**What you are asked to do**
Give an exact copy of every line, leaving images out.

**Rows from a pointing dataset**
★ ★ ★ ★ ★ ★ ★

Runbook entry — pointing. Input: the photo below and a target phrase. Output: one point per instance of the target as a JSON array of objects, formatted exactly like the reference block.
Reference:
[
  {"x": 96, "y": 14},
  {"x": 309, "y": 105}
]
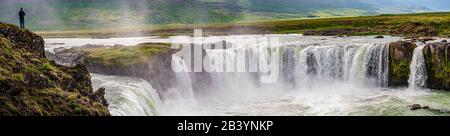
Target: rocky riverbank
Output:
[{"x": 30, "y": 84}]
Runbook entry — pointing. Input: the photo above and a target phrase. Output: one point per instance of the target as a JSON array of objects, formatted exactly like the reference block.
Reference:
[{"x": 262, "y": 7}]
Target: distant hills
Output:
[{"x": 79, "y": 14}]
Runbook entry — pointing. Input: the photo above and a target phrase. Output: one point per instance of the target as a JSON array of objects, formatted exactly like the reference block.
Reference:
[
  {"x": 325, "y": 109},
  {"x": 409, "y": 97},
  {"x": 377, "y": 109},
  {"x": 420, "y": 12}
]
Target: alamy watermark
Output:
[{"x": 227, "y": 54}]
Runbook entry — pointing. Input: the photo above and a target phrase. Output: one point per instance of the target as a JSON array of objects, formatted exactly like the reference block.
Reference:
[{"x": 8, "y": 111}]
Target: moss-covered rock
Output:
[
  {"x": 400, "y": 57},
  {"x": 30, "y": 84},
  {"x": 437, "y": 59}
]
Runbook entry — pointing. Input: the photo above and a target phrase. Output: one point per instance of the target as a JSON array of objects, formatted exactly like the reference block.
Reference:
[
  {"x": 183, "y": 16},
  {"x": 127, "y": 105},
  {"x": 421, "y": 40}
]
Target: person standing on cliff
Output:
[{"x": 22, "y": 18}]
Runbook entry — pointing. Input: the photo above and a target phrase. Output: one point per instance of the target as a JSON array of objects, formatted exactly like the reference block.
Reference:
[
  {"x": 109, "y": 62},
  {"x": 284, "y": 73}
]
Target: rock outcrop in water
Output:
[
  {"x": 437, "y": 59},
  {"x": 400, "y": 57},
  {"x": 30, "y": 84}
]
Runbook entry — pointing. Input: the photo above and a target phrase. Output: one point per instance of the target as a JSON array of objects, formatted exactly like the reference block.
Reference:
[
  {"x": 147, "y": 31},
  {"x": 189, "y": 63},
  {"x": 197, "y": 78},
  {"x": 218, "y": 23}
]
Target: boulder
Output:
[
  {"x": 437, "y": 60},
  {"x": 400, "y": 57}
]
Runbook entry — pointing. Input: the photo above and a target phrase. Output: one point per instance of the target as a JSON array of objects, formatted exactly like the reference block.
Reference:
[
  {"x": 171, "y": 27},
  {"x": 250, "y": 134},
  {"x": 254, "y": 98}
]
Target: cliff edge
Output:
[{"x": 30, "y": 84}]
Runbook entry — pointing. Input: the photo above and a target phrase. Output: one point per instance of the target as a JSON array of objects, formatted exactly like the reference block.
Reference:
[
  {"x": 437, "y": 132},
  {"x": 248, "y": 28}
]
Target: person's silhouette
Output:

★ ★ ★ ★ ★ ★ ★

**Reply to the exercise**
Runbook entry — pointing. Input: the photo below and a target phrase. Output: one point per instance of the target as a JSON array of objects, formatted exactly like the reference block.
Reference:
[
  {"x": 96, "y": 14},
  {"x": 309, "y": 105}
]
Target: rocky riverbank
Output:
[{"x": 30, "y": 84}]
Runbook entry — pointing. Input: the photo above and a target phrase. Output: one point per instance of the target as a JSON array of objects, formatted exactly like the reference block.
Reference:
[{"x": 262, "y": 7}]
Target: distant hills
Output:
[{"x": 79, "y": 14}]
Runbook entry — pointing. Input: the photo above and a target phrase. Output: one point per instance of the target as a JSON array of objects, formatted exactly like the reference block.
Reference:
[
  {"x": 325, "y": 109},
  {"x": 409, "y": 97},
  {"x": 377, "y": 109},
  {"x": 420, "y": 12}
]
Target: alamy watermark
Output:
[{"x": 227, "y": 54}]
Runbook entry — pointing. Input: the photo above and a target phrase. Output: one point per instance of the target as a JSON array of objects, formatted exactly like the reference block.
Reference:
[{"x": 8, "y": 111}]
Target: moss-covered rock
Output:
[
  {"x": 400, "y": 57},
  {"x": 30, "y": 84},
  {"x": 437, "y": 59}
]
Runbook entry — pointing. Input: the photo above and a target phrase. Output: one point per instance of the target as a JSON array of objects, formatted exactly like the reference block.
Reference:
[
  {"x": 183, "y": 16},
  {"x": 127, "y": 105},
  {"x": 421, "y": 40}
]
Target: person standing on cliff
Output:
[{"x": 22, "y": 18}]
Runbook entry — pointing. Input: the photo above and a target phrase. Output: one point per instance of the target as a JSON array of objects, formatted exactly like the reference block.
Reference:
[
  {"x": 109, "y": 62},
  {"x": 284, "y": 73}
]
Target: rock outcrop in water
Output:
[
  {"x": 437, "y": 59},
  {"x": 400, "y": 57},
  {"x": 30, "y": 84}
]
Runbook entry — pointing. Input: the photo above and a target phrase. Output: one point per instance of the target as a JSON array of objects, formatted exactly like the reference block.
Reference:
[
  {"x": 147, "y": 31},
  {"x": 189, "y": 63},
  {"x": 197, "y": 78},
  {"x": 218, "y": 23}
]
Target: boulder
Output:
[
  {"x": 437, "y": 60},
  {"x": 400, "y": 57}
]
Runbook entry — pointing. Input: the photo above and a target phrase. Output: one point per instance of the target as a JSON array of objects, formatted exactly like the reference block.
Reference:
[
  {"x": 171, "y": 27},
  {"x": 250, "y": 134},
  {"x": 254, "y": 98}
]
Target: cliff edge
Output:
[{"x": 30, "y": 84}]
Runbook entry — pointing. Input: the photo above and a target phrase. Output: one point per instance of the target as a JSON array of objects, formatted exactly like the reference block.
Reference:
[
  {"x": 437, "y": 132},
  {"x": 248, "y": 28}
]
Target: person's silhouette
Output:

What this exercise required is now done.